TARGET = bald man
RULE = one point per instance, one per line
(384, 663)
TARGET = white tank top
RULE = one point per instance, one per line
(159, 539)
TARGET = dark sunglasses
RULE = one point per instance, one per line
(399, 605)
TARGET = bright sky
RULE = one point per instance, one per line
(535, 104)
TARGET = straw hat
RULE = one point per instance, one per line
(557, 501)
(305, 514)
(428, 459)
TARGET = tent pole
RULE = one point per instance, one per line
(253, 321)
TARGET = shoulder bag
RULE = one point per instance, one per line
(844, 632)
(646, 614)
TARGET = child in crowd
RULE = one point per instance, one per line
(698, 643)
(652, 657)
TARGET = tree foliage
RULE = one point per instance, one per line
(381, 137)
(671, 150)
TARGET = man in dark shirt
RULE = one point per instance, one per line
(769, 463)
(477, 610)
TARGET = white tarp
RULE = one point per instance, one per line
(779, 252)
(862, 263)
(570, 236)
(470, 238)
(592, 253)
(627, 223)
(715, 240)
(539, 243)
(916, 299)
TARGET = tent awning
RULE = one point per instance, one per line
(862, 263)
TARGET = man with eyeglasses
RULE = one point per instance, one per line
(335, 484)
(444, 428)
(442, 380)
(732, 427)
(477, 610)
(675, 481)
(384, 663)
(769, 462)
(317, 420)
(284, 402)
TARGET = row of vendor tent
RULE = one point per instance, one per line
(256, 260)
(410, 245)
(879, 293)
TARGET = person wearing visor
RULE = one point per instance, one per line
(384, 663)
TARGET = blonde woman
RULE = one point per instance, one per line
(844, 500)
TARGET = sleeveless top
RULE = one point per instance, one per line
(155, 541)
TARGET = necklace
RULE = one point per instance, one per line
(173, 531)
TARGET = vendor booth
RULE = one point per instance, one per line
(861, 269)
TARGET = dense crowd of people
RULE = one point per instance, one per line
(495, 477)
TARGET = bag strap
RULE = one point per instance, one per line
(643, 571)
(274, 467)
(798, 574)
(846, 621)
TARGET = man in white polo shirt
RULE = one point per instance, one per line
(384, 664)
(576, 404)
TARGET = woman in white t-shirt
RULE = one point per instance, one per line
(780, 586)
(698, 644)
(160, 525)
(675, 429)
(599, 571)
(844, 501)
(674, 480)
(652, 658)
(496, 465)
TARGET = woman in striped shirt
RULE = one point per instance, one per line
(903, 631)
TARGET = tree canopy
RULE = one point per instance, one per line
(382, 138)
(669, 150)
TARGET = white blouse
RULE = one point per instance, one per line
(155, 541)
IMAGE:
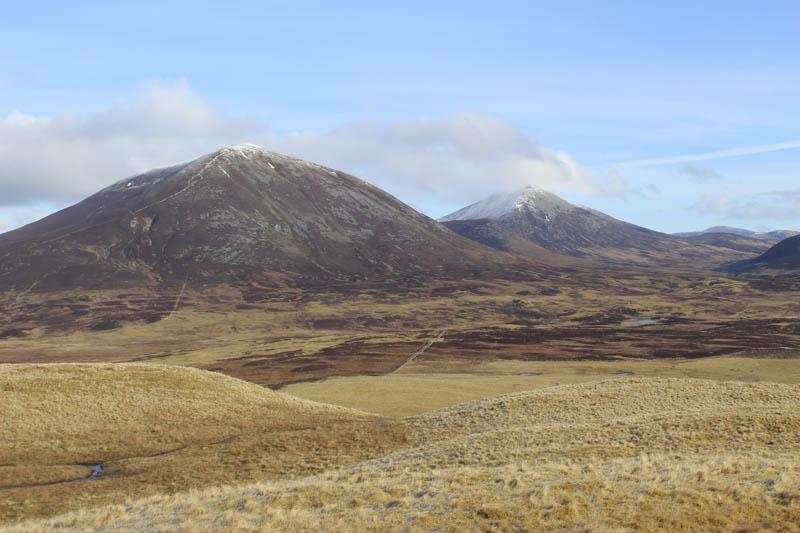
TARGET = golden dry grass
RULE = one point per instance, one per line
(158, 428)
(628, 454)
(428, 385)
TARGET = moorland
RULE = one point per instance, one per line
(299, 350)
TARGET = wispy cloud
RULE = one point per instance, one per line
(700, 174)
(456, 158)
(719, 154)
(745, 209)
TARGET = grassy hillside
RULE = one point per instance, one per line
(627, 454)
(156, 429)
(429, 384)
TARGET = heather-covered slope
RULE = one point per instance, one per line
(240, 211)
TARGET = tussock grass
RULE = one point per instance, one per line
(630, 454)
(158, 428)
(430, 384)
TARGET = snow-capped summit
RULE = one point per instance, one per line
(498, 206)
(571, 229)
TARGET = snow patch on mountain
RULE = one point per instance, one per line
(498, 206)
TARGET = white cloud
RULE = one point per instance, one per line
(457, 158)
(65, 157)
(460, 157)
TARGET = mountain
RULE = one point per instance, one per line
(766, 236)
(741, 243)
(574, 230)
(240, 211)
(495, 235)
(783, 256)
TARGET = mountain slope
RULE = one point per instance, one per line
(783, 256)
(239, 210)
(732, 241)
(579, 231)
(499, 237)
(766, 236)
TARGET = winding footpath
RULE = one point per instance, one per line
(419, 352)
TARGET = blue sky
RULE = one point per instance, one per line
(578, 97)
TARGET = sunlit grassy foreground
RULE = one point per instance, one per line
(625, 454)
(157, 429)
(428, 385)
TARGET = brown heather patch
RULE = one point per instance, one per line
(621, 455)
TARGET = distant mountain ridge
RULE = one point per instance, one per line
(767, 236)
(574, 230)
(784, 256)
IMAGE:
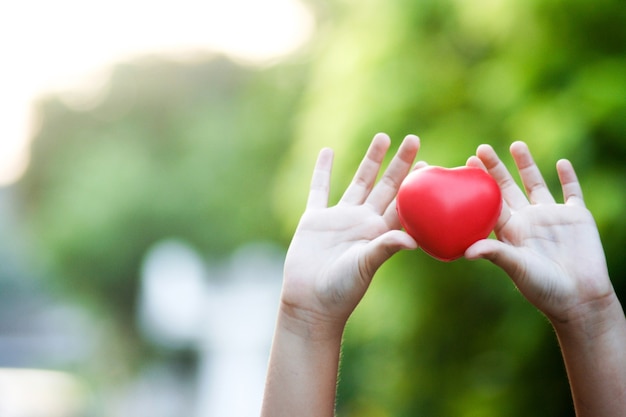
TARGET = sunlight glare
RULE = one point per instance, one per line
(66, 47)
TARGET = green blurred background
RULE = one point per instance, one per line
(220, 154)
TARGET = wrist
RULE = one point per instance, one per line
(309, 325)
(591, 320)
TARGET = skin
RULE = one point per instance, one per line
(554, 255)
(551, 251)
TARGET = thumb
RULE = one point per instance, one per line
(384, 247)
(499, 253)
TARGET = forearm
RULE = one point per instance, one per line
(593, 343)
(302, 374)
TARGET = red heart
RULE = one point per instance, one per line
(447, 210)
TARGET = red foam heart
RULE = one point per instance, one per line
(447, 210)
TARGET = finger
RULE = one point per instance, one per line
(536, 188)
(511, 193)
(390, 216)
(474, 161)
(572, 191)
(386, 189)
(505, 256)
(320, 182)
(366, 174)
(384, 247)
(419, 165)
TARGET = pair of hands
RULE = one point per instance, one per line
(551, 251)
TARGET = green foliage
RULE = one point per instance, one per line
(173, 150)
(456, 339)
(203, 152)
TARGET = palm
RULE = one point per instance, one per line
(551, 251)
(336, 250)
(338, 275)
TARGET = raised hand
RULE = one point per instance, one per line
(551, 251)
(336, 250)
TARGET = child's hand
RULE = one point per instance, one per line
(551, 251)
(336, 250)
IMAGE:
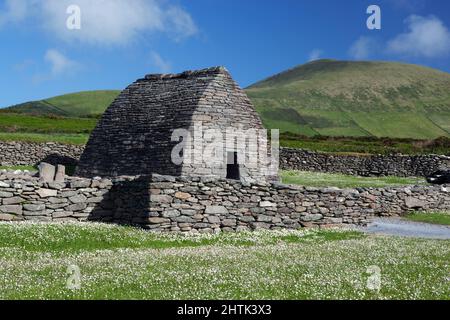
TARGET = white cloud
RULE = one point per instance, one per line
(59, 63)
(162, 65)
(363, 48)
(315, 54)
(59, 66)
(180, 23)
(107, 22)
(426, 37)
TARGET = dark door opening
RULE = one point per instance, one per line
(233, 166)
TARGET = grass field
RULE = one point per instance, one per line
(80, 104)
(442, 218)
(79, 139)
(356, 98)
(126, 263)
(34, 124)
(318, 179)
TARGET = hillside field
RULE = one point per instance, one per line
(358, 99)
(325, 105)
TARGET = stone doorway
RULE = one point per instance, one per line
(233, 170)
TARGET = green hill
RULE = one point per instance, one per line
(343, 98)
(80, 104)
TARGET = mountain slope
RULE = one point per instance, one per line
(343, 98)
(80, 104)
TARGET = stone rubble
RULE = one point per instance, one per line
(172, 204)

**********

• [Given exercise] Render the entries as a two-column CSV with columns named entry_text and answer, one row per entry, beginning with the line containing "TARGET = red foam heart" and continuing through the last entry. Put each field in quotation marks, replace any line breaks with spaces, and leave out the pictures.

• [Response]
entry_text,answer
"TARGET = red foam heart RULE = one point per instance, one per line","(447, 210)"
"TARGET = finger RULE = one point per instance, one per line","(536, 188) (511, 193) (390, 216) (474, 161) (572, 191) (386, 189) (505, 256) (320, 182) (366, 174) (384, 247) (419, 165)"
"TARGET = pair of hands RULE = one point per instance, one per line","(551, 251)"
"TARGET = green foliage RULE = one point per instance, one per line","(173, 150) (456, 339) (203, 152)"
"TARGET = palm RULE = one point per instance, one per line","(551, 251) (336, 250) (338, 275)"
"TARGET = raised hand RULE = one point per instance, one per line","(551, 251) (336, 250)"
"TARGET = child's hand RULE = one point per instance, one per line","(551, 251) (336, 250)"
"IMAGE: TARGET = white cloud RULE = one point per instance, one per line","(59, 63) (162, 65) (363, 48) (315, 54) (59, 66) (180, 23) (107, 22) (426, 37)"
"TARGET = dark door opening RULE = one point per instance, one per line","(233, 166)"
"TARGET = grass field RULE = one point per instance, one per line","(80, 104) (442, 218) (79, 139) (356, 98) (126, 263) (34, 124) (318, 179)"
"TARGET = hillside field RULE = one point per instance, one per line","(358, 99) (325, 105)"
"TARGET = stone doorway RULE = one point per instance, one per line","(233, 170)"
"TARGET = green hill RULE = one point per instance, one per line","(343, 98) (80, 104)"
"TARGET = mountain slope RULE = one point per instance, one per line","(343, 98) (80, 104)"
"TARGET = stone rubble RULE = one point per instance, one per line","(172, 204)"